■ **PROBLEMA CURTO A**:
Por favor, reproduza na íntegra o texto da entrevista a seguir, sem nenhuma alteração.

■ **TEXTO CITADO**:
╭──
Em entrevista à BBC em seu escritório em São Paulo, o ex-ministro disse que Dilma "não disse a verdade" durante a campanha eleitoral sobre suas intenções de fazer ajustes econômicos, mas que se mostrou "corajosa" agora para seguir com esse caminho.
Para o economista, 2015 será um ano para "construção de uma ponte" para o crescimento sustentável. Confira abaixo os principais trechos da entrevista:
Qual a diferença do que o governo fez em 2014 para o que está fazendo agora?
Delfim Netto -
Em 2014, o governo lançou mão de uma política que chamava de anticíclica, mas que, na verdade, era uma política estimuladora dos gastos do governo. O processo eleitoral estava se desenhando de forma muito difícil e o governo criou certas facilidades. Deu muito subsídio, muita redução de impostos, diminuiu a taxa de juros e ampliou o crédito do BNDES. Fez todas as grandes facilidades para os setores público e privado, o que produziu um desequilíbrio fiscal muito grande. No fim das contas, 2014 terminou com déficit nominal de 6,7% do PIB ─ algo que não era visto no Brasil há duas ou três décadas.
╰──
■ **PROBLEMA CURTO B**:
Transcreva, dos registros abaixo, somente as linhas que vão da que contém "horse's ear, the" até a que contém "of the dark", inclusive.

Registros de indicação de objetos nomeados:
╭──
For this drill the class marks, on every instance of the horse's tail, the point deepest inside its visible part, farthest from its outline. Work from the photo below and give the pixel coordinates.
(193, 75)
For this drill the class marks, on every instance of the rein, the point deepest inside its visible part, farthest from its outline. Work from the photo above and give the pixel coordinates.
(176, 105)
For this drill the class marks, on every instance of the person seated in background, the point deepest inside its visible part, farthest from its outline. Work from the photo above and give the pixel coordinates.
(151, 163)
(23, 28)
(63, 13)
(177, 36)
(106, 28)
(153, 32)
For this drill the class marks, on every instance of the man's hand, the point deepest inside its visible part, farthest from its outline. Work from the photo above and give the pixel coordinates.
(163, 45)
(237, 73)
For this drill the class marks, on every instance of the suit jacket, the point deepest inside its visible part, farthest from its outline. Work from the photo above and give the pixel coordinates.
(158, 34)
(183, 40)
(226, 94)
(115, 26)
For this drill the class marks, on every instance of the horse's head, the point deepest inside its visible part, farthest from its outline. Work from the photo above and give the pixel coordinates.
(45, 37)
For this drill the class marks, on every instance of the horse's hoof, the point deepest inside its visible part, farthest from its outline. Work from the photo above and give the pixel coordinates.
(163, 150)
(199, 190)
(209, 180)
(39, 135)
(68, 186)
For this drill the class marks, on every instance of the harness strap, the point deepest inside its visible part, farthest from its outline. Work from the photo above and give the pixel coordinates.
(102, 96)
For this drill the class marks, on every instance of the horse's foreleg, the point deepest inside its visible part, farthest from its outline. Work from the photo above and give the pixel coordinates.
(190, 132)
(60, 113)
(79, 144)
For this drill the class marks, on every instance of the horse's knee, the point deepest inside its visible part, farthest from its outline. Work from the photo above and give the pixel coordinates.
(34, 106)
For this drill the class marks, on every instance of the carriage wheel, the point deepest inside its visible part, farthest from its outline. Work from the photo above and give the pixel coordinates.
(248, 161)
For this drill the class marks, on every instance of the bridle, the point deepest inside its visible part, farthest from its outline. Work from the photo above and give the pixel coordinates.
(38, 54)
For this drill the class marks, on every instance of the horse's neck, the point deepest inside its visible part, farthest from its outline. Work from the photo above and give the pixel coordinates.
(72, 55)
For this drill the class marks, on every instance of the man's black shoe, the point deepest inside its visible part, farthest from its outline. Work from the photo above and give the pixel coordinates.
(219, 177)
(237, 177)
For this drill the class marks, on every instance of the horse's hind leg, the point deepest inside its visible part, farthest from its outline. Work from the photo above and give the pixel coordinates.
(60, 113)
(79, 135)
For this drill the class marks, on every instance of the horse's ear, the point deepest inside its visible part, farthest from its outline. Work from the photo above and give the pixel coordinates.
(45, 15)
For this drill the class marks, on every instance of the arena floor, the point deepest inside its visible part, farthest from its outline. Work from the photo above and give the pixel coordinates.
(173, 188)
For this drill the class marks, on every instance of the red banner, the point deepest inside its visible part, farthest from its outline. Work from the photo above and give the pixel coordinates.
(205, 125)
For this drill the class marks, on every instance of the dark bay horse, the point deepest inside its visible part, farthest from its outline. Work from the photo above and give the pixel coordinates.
╰──
╭──
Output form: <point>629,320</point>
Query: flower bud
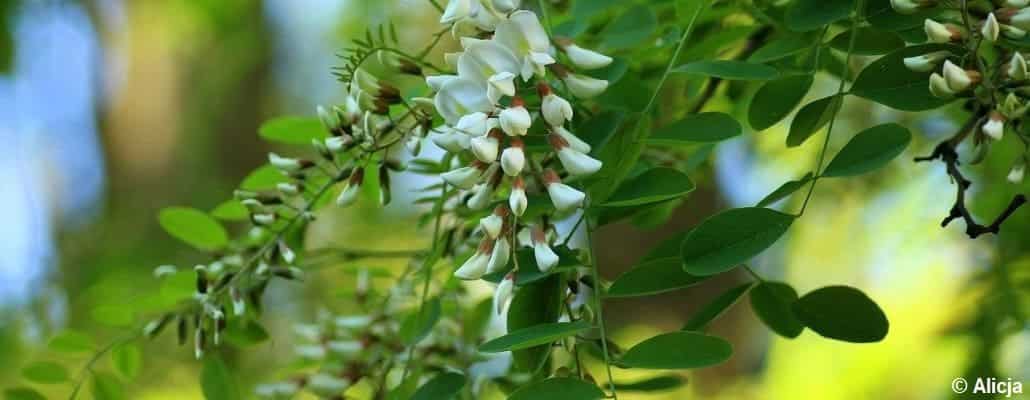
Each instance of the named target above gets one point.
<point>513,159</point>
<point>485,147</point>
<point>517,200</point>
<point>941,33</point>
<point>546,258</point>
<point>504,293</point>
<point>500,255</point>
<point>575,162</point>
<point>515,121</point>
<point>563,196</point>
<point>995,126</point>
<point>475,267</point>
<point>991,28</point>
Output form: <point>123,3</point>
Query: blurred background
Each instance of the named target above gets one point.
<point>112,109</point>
╰──
╭──
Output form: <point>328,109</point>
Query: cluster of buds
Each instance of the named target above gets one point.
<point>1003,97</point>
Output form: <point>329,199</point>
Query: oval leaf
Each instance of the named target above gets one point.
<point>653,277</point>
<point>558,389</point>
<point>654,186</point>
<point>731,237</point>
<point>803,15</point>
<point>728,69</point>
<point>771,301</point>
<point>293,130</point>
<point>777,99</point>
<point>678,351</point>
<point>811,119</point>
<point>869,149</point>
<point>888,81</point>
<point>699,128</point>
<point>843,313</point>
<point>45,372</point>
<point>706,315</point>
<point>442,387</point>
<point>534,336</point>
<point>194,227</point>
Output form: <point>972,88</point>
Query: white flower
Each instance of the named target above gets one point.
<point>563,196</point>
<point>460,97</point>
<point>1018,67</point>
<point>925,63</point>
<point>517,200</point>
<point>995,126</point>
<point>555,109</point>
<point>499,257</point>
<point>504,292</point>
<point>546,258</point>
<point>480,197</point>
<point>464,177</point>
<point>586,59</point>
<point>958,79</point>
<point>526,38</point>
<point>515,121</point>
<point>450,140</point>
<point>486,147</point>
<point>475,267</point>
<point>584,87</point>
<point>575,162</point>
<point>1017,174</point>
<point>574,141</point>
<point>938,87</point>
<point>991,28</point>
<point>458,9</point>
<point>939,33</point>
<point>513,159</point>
╰──
■ **SAÍDA COMPLETA A**:
Em entrevista à BBC em seu escritório em São Paulo, o ex-ministro disse que Dilma "não disse a verdade" durante a campanha eleitoral sobre suas intenções de fazer ajustes econômicos, mas que se mostrou "corajosa" agora para seguir com esse caminho.
Para o economista, 2015 será um ano para "construção de uma ponte" para o crescimento sustentável. Confira abaixo os principais trechos da entrevista:
Qual a diferença do que o governo fez em 2014 para o que está fazendo agora?
Delfim Netto -
Em 2014, o governo lançou mão de uma política que chamava de anticíclica, mas que, na verdade, era uma política estimuladora dos gastos do governo. O processo eleitoral estava se desenhando de forma muito difícil e o governo criou certas facilidades. Deu muito subsídio, muita redução de impostos, diminuiu a taxa de juros e ampliou o crédito do BNDES. Fez todas as grandes facilidades para os setores público e privado, o que produziu um desequilíbrio fiscal muito grande. No fim das contas, 2014 terminou com déficit nominal de 6,7% do PIB ─ algo que não era visto no Brasil há duas ou três décadas.

■ **SAÍDA COMPLETA B**:
For this drill the class marks, on every instance of the horse's ear, the point deepest inside its visible part, farthest from its outline. Work from the photo above and give the pixel coordinates.
(45, 15)
For this drill the class marks, on every instance of the arena floor, the point deepest inside its visible part, farthest from its outline. Work from the photo above and give the pixel coordinates.
(173, 188)
For this drill the class marks, on every instance of the red banner, the point deepest inside its visible part, farthest from its outline. Work from the photo above and give the pixel coordinates.
(205, 125)
For this drill the class marks, on every instance of the dark bay horse, the point deepest inside its visible part, farthest from its outline. Work from the photo above and give the pixel coordinates.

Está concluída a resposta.